> TASK TO COMPLETE
Retype all of the records precisely.

> DATA SHOWN
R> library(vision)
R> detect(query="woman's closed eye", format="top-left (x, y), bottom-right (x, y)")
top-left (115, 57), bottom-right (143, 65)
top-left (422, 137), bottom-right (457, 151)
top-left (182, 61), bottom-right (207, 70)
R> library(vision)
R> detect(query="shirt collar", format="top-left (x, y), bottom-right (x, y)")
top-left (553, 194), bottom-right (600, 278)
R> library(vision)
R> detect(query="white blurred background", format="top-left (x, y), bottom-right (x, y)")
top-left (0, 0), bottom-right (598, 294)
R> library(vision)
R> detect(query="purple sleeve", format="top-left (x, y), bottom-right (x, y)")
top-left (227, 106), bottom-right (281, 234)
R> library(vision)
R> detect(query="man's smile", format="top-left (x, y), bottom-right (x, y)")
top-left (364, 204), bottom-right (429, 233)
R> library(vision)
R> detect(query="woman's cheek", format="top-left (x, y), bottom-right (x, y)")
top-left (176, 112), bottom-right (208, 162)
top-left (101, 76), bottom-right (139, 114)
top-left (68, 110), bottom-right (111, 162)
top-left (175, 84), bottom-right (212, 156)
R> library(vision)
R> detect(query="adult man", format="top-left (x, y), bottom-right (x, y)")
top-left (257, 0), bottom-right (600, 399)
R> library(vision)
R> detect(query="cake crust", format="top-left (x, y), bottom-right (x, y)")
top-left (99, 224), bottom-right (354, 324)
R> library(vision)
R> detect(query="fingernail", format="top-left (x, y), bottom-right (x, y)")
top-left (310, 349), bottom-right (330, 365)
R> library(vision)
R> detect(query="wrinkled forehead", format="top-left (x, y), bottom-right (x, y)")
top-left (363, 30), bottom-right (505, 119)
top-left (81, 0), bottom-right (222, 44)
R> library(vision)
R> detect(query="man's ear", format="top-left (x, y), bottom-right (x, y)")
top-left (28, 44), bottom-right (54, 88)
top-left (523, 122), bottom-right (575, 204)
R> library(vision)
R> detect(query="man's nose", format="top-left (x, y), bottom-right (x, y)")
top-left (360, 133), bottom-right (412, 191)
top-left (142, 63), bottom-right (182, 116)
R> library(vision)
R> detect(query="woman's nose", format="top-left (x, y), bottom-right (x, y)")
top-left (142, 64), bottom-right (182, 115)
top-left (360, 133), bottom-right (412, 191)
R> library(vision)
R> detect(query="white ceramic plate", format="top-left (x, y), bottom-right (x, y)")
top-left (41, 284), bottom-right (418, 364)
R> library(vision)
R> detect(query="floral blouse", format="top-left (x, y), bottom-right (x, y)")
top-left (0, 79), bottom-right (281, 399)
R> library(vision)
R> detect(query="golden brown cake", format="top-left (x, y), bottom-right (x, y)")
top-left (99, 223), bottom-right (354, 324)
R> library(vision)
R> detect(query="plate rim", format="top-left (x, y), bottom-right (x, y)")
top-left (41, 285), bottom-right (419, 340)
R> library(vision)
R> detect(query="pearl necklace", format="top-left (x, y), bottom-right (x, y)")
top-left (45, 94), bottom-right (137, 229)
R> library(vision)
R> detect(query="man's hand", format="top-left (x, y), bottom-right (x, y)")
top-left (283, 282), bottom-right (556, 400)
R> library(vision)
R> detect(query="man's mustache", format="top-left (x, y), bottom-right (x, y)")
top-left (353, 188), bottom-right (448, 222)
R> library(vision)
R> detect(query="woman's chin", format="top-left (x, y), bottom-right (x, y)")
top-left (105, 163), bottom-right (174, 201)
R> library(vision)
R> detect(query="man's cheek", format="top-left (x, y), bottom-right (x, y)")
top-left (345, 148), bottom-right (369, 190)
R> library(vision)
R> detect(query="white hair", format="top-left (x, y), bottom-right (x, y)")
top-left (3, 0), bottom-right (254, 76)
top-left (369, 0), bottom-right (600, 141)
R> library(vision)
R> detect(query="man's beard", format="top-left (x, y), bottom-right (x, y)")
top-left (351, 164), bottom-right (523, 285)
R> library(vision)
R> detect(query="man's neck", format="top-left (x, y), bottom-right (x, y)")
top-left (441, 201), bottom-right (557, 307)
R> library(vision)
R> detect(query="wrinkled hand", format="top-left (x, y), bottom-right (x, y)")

> RESPONSE TO THIS TASK
R> library(vision)
R> detect(query="woman's closed eye", format="top-left (x, y), bottom-right (x, y)")
top-left (115, 57), bottom-right (143, 65)
top-left (422, 137), bottom-right (457, 151)
top-left (182, 61), bottom-right (207, 70)
R> library(vision)
R> detect(query="shirt collar", format="top-left (x, y), bottom-right (x, y)")
top-left (553, 194), bottom-right (600, 278)
R> library(vision)
R> detect(query="white blurred background", format="top-left (x, y), bottom-right (x, y)")
top-left (0, 0), bottom-right (598, 294)
R> library(vision)
R> detect(query="purple sleeve", format="top-left (x, y), bottom-right (x, y)")
top-left (227, 106), bottom-right (281, 234)
R> library(vision)
R> detect(query="man's smile", format="top-left (x, y), bottom-right (x, y)")
top-left (364, 204), bottom-right (429, 233)
R> library(vision)
R> detect(query="woman's cheek", format="top-left (x, y), bottom-right (x, y)")
top-left (176, 112), bottom-right (208, 162)
top-left (101, 76), bottom-right (139, 114)
top-left (68, 110), bottom-right (111, 162)
top-left (175, 84), bottom-right (212, 156)
R> library(vision)
R> detect(query="adult man", format="top-left (x, y), bottom-right (x, y)")
top-left (257, 0), bottom-right (600, 399)
R> library(vision)
R> detect(query="cake crust", format="top-left (x, y), bottom-right (x, y)")
top-left (99, 224), bottom-right (354, 324)
R> library(vision)
R> detect(query="fingernail", format="top-left (x, y), bottom-right (x, y)")
top-left (310, 349), bottom-right (330, 365)
R> library(vision)
R> detect(query="wrinkled forehead", format="top-left (x, y), bottom-right (x, y)")
top-left (363, 30), bottom-right (505, 119)
top-left (81, 0), bottom-right (222, 44)
R> library(vision)
R> detect(query="man's ear", format="top-left (x, y), bottom-right (x, y)")
top-left (28, 44), bottom-right (54, 88)
top-left (523, 122), bottom-right (575, 204)
R> library(vision)
R> detect(query="man's nose", format="top-left (x, y), bottom-right (x, y)")
top-left (360, 133), bottom-right (412, 191)
top-left (142, 63), bottom-right (182, 116)
R> library(vision)
R> detect(query="woman's nose", format="top-left (x, y), bottom-right (x, y)")
top-left (142, 64), bottom-right (182, 115)
top-left (360, 133), bottom-right (412, 191)
R> library(vision)
R> detect(query="white ceramic plate", format="top-left (x, y), bottom-right (x, y)")
top-left (41, 284), bottom-right (418, 364)
R> library(vision)
R> detect(query="floral blouse", format="top-left (x, y), bottom-right (x, y)")
top-left (0, 79), bottom-right (281, 399)
R> library(vision)
R> detect(query="golden brown cake", format="top-left (x, y), bottom-right (x, y)")
top-left (99, 223), bottom-right (354, 324)
R> library(vision)
R> detect(query="plate rim", format="top-left (x, y), bottom-right (x, y)")
top-left (41, 285), bottom-right (419, 340)
R> library(vision)
R> detect(query="pearl necklace", format="top-left (x, y), bottom-right (x, y)")
top-left (45, 94), bottom-right (137, 229)
R> library(vision)
R> detect(query="man's hand", format="top-left (x, y), bottom-right (x, y)")
top-left (283, 282), bottom-right (556, 400)
R> library(vision)
R> detect(query="man's mustache", format="top-left (x, y), bottom-right (x, y)")
top-left (353, 188), bottom-right (448, 222)
R> library(vision)
R> detect(query="woman's chin", format="top-left (x, y), bottom-right (x, y)")
top-left (105, 163), bottom-right (174, 201)
R> library(vision)
R> detect(query="man's cheek", format="top-left (x, y), bottom-right (x, y)")
top-left (345, 148), bottom-right (369, 190)
R> library(vision)
R> detect(query="white hair", format="top-left (x, y), bottom-right (x, y)")
top-left (3, 0), bottom-right (254, 76)
top-left (369, 0), bottom-right (600, 141)
R> library(vision)
R> detect(query="man's beard", format="top-left (x, y), bottom-right (x, y)")
top-left (351, 164), bottom-right (523, 285)
R> library(vision)
R> detect(query="man's neck", format="top-left (x, y), bottom-right (x, y)")
top-left (441, 201), bottom-right (557, 307)
R> library(vision)
R> detect(query="wrinkled hand", format="top-left (x, y), bottom-right (x, y)")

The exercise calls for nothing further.